> _Input material_
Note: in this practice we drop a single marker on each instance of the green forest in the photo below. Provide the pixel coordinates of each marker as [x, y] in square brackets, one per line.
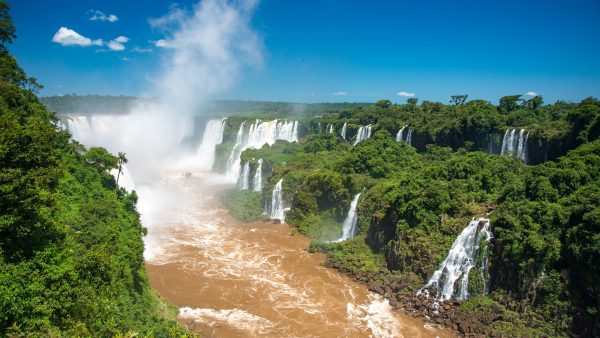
[416, 199]
[71, 247]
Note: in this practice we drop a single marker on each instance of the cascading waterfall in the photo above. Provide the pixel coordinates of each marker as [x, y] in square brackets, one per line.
[257, 135]
[515, 145]
[257, 182]
[276, 210]
[363, 133]
[213, 135]
[409, 136]
[349, 225]
[125, 180]
[452, 276]
[245, 177]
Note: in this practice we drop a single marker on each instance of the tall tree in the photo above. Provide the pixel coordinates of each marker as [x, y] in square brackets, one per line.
[509, 103]
[458, 99]
[7, 28]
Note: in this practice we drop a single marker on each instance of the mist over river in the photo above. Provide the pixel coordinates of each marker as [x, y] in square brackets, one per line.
[231, 279]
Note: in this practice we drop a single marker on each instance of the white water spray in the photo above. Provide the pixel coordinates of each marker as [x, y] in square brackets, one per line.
[343, 133]
[244, 180]
[363, 133]
[349, 225]
[257, 135]
[452, 276]
[257, 182]
[276, 210]
[514, 144]
[213, 135]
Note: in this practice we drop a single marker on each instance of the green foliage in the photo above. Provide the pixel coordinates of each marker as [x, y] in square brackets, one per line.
[244, 205]
[71, 250]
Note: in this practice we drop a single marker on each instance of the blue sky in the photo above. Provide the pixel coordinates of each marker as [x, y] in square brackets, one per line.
[329, 51]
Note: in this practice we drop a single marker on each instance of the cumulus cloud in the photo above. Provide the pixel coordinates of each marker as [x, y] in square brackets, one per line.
[69, 37]
[97, 15]
[141, 50]
[162, 43]
[207, 48]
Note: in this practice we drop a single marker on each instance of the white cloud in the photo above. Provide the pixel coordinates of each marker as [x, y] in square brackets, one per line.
[69, 37]
[141, 50]
[116, 46]
[161, 43]
[122, 39]
[97, 15]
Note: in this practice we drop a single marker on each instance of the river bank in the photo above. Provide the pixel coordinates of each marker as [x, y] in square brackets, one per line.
[234, 279]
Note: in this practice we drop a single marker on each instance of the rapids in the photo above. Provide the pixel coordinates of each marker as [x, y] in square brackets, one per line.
[231, 279]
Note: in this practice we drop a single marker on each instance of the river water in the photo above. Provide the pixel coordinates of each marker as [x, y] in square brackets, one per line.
[231, 279]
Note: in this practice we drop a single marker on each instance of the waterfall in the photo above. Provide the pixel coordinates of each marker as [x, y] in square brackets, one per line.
[409, 137]
[244, 180]
[452, 276]
[363, 133]
[213, 135]
[276, 210]
[257, 182]
[258, 134]
[125, 178]
[401, 137]
[349, 225]
[515, 146]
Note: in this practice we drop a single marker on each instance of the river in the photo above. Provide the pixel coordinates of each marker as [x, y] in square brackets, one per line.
[232, 279]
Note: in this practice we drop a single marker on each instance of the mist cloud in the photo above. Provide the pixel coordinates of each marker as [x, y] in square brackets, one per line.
[206, 49]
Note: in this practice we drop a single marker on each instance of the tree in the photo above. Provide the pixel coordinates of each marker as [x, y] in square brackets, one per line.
[458, 99]
[535, 102]
[122, 160]
[384, 104]
[412, 101]
[509, 103]
[7, 29]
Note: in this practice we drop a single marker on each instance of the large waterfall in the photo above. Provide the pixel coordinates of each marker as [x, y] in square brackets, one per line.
[404, 134]
[363, 134]
[349, 225]
[257, 182]
[276, 210]
[452, 276]
[245, 177]
[514, 144]
[257, 135]
[213, 135]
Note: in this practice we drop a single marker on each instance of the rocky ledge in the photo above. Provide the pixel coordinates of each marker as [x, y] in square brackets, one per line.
[401, 294]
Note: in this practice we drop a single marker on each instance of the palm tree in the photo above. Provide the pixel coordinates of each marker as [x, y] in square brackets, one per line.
[122, 161]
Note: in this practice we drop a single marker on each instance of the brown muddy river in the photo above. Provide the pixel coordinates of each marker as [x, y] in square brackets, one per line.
[231, 279]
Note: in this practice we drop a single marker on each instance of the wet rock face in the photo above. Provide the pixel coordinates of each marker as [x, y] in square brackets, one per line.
[402, 297]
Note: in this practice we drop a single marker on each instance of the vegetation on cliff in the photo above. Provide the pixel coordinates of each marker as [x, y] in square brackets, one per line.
[71, 250]
[417, 198]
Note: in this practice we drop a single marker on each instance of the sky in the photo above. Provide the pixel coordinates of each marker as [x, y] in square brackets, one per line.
[329, 50]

> _What is expected_
Output each line exactly; omit every picture.

> _Answer_
Note: in this practice we drop a single marker on each instance of the green forest in the photo below. Provide the pixel coordinates of each marker as [x, y] in square brackets, one per line.
[416, 199]
[71, 247]
Note: in this practice we drop a single marker on each instance of the cascading waterfall in the photo above. Provide the pixel coordinates of each marker as [x, y] in square brackets, one per line.
[257, 135]
[515, 145]
[257, 182]
[276, 210]
[363, 133]
[213, 135]
[409, 136]
[349, 225]
[125, 180]
[452, 276]
[245, 177]
Note: in this practice we drop a single marker on each instance of the tall tree in the photo above. Provide the pixel coordinates of each marker as [x, y] in square brackets, one per line.
[509, 103]
[458, 99]
[7, 28]
Note: in this practice we drop a single marker on each instance of the mist over river in the photo above. Provide the pixel coordinates of each marker as [x, y] in square brackets, one per line.
[231, 279]
Note: in this practice we drop a single marker on each instance of the white water spray in the photo above. Provide the pixel coordinates of each marker as [x, y] in square brackets, one per line.
[343, 133]
[244, 180]
[363, 133]
[349, 225]
[257, 135]
[452, 276]
[257, 182]
[276, 210]
[514, 144]
[213, 135]
Note: in this practice we drop a single marker on each instance of the green foliage in the photo above. Provide the pixel coordinates of each marker as [x, y] in square brackets, one per line.
[244, 205]
[71, 250]
Note: in this practice we drop a single marker on each instance of the blue sky in the photo above. Provide the pixel coordinates of each marker as [x, y] in square brackets, one per line.
[329, 51]
Note: in this practice we drop a single marker on each instance of the cumulus cloud in the photo above. Provide the pixel coordinates of each marker as [x, y] in square brackets, one per line.
[69, 37]
[97, 15]
[141, 50]
[162, 43]
[207, 48]
Note: in this practice we drop a single marker on each instance of the white cloud in the photo above. Provide the pixel coordinates of each marker as [x, y] in square brackets, one per line.
[69, 37]
[141, 50]
[116, 46]
[161, 43]
[122, 39]
[97, 15]
Note: in this practice we drop a single marker on each instance of the river bank in the photo above. Provide the pixel coordinates of each marker as [x, y] in square brackets, one per line.
[234, 279]
Note: in this practice we drop a single marker on each instance of the rapids in the photo above. Provide the pixel coordinates of each marker as [x, y] in square brackets, one per line.
[231, 279]
Note: in this practice we drop a single marker on each instance of the river water in the photo above. Provide the pixel coordinates of each marker as [x, y] in square brackets, one per line.
[231, 279]
Note: in this practice we drop a single marker on each instance of the waterfall in the photo above. Provide the pixel coordinates of each marker as [x, y] in square brackets, one per line.
[409, 137]
[244, 180]
[452, 276]
[363, 133]
[213, 135]
[276, 210]
[257, 182]
[258, 134]
[125, 178]
[401, 137]
[349, 225]
[515, 146]
Note: in this practice we drop a single marker on each instance of the river in the photo above. Provide the pixel coordinates of each marker as [x, y] in square brackets, one per line.
[232, 279]
Note: in this practice we drop a single marker on each instance of the mist cloud in the photo above. Provide the pixel coordinates of each marker as [x, y] in square brackets, one per line.
[206, 49]
Note: in this practice we drop a single marker on each instance of the tree in the photo above. Provide the pixel coordinates of each marker as [x, y] in square brackets, one per line.
[458, 99]
[535, 102]
[122, 160]
[384, 104]
[412, 101]
[509, 103]
[7, 29]
Note: in this practice we drop a single marker on each instance of the large waterfall in the photo above. Provide the pixel coordinates of each marker as [x, y] in square brackets, one per line.
[404, 134]
[363, 134]
[349, 225]
[257, 182]
[276, 210]
[452, 276]
[245, 177]
[514, 144]
[257, 135]
[213, 135]
Note: in this practice we drop a single marker on each instance of the rocky ledge in the photo above. Provide the pixel coordinates of each marker as [x, y] in square brackets, one per line.
[401, 294]
Note: in this practice we drop a single marker on each instance of the palm tree in the photo above. Provide the pixel coordinates of each marker as [x, y] in square brackets, one per line.
[122, 161]
Note: in this practice we drop a single marker on each instance of the brown muddy river in the photo above. Provide the pixel coordinates of each marker as [x, y] in square brackets, one per line.
[231, 279]
Note: in this practice we drop a single marker on each instance of the wet rock face in the photo above. Provide the pixel coordinates of each marker as [x, y] in square brackets, one per line.
[402, 297]
Note: in this practice we drop a single marker on each instance of the vegetation on cliff in the photo above. Provide the pixel coordinates of each marker as [x, y] in square brackets, one per line.
[71, 250]
[417, 198]
Note: in this practice we drop a single marker on each instance of the sky in the photo above. Provide the pixel coordinates of each marker as [x, y] in square brackets, one per line.
[329, 50]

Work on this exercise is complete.